» What to work on
Filter the data below and copy out every line that contains the string "patch".

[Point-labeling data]
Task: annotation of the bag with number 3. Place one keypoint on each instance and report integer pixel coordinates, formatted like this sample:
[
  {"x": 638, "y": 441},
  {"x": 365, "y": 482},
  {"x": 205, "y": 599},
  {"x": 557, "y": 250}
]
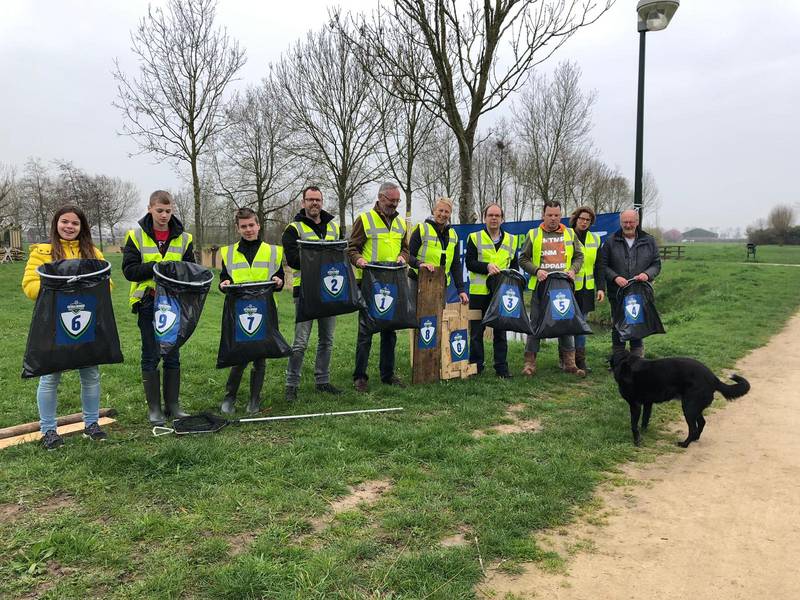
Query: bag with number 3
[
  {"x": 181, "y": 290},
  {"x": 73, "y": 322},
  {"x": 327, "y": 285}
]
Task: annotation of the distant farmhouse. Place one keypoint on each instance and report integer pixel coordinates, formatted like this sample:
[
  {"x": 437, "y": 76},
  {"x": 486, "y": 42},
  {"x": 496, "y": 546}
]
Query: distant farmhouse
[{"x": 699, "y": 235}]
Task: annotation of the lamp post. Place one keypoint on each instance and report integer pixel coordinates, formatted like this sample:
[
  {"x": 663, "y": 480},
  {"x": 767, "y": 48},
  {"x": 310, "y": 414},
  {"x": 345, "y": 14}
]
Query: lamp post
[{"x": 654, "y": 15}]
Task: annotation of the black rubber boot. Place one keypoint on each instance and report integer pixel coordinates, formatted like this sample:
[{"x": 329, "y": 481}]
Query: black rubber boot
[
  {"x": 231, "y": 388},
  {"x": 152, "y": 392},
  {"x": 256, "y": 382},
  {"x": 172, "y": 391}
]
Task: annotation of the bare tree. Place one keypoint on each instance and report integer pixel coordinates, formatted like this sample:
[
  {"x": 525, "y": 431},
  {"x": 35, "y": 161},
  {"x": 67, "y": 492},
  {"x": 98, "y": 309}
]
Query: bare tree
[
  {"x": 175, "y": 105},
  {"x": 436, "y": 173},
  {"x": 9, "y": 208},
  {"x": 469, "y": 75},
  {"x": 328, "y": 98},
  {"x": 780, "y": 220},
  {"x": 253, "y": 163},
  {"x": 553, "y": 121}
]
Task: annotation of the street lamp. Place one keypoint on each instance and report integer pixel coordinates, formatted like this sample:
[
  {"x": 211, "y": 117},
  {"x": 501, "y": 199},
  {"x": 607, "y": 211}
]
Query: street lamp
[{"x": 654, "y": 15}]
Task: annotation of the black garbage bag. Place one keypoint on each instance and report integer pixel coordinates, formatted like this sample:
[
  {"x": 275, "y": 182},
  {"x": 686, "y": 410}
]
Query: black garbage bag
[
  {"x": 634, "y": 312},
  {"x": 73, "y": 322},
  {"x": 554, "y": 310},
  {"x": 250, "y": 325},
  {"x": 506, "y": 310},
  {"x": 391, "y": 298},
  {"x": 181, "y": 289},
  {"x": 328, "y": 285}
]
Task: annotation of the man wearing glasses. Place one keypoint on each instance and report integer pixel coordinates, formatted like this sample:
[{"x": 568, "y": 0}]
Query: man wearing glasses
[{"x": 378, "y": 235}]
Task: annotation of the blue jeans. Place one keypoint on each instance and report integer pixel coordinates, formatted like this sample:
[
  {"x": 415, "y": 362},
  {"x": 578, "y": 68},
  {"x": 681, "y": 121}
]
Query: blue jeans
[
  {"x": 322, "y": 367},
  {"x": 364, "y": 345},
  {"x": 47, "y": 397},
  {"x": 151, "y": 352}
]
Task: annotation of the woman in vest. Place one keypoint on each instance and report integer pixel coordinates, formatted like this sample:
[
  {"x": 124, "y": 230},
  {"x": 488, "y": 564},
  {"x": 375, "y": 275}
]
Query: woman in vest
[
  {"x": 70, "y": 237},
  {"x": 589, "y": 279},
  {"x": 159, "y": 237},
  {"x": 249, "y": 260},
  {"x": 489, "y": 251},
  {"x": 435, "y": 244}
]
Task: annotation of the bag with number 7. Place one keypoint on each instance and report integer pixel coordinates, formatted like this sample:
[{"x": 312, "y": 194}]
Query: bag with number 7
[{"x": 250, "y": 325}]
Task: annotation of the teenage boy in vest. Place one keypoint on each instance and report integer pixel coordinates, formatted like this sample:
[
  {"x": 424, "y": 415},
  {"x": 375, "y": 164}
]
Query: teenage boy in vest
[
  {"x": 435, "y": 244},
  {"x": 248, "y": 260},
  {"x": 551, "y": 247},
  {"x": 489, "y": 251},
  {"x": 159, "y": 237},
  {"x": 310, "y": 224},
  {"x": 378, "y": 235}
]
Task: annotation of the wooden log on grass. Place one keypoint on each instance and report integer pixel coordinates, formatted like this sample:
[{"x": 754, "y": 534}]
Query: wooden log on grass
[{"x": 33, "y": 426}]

==

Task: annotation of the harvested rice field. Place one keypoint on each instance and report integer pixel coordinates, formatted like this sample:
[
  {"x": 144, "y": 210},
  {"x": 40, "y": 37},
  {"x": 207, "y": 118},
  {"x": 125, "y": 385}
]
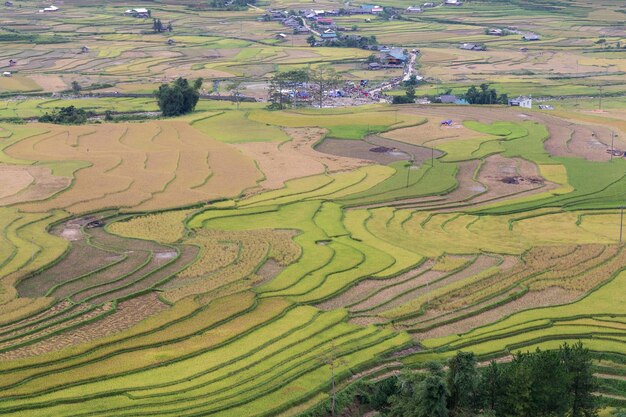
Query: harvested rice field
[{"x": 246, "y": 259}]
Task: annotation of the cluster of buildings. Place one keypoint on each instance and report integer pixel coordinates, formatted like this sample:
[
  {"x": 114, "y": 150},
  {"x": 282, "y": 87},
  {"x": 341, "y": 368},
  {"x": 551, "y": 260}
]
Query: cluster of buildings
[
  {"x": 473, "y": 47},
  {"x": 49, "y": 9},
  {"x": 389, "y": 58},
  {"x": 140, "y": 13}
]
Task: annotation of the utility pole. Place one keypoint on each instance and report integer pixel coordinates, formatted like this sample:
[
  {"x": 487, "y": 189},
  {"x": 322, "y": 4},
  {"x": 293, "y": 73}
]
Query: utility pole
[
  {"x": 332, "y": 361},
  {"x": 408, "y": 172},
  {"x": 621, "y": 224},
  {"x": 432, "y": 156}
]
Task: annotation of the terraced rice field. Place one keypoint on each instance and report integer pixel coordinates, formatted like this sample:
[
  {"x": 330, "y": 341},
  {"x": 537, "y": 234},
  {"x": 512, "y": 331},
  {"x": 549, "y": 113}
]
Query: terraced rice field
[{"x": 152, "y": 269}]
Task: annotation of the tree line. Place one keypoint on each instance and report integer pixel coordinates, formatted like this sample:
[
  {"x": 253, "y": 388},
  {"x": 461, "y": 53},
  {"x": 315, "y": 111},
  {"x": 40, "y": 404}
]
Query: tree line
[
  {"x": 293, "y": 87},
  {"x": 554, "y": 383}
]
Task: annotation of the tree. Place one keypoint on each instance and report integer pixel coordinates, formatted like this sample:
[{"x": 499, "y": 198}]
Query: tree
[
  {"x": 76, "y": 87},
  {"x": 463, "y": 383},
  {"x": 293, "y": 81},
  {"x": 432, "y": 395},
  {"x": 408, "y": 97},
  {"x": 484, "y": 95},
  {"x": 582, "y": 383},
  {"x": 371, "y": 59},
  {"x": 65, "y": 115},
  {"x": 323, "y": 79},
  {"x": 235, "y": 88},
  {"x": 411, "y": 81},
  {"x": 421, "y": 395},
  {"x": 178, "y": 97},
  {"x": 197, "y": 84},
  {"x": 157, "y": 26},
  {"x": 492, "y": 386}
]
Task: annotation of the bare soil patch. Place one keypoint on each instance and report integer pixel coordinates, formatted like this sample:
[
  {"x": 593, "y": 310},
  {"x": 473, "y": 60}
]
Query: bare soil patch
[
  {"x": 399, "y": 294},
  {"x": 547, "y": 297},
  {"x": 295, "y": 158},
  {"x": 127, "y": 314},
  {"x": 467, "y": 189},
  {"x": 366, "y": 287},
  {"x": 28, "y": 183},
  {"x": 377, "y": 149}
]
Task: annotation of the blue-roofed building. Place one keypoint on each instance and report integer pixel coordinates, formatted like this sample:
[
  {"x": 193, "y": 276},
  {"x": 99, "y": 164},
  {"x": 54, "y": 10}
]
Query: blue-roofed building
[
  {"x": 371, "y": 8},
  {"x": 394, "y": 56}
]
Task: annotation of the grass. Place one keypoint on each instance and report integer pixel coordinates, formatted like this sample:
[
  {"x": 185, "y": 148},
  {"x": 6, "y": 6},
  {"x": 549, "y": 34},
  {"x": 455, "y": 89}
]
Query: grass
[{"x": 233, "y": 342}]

» Result below
Task: annotation of the bare soil patch. Place one keypoint on each instance and report integer pixel coordinates, formatted like this sample:
Query: bare soil patch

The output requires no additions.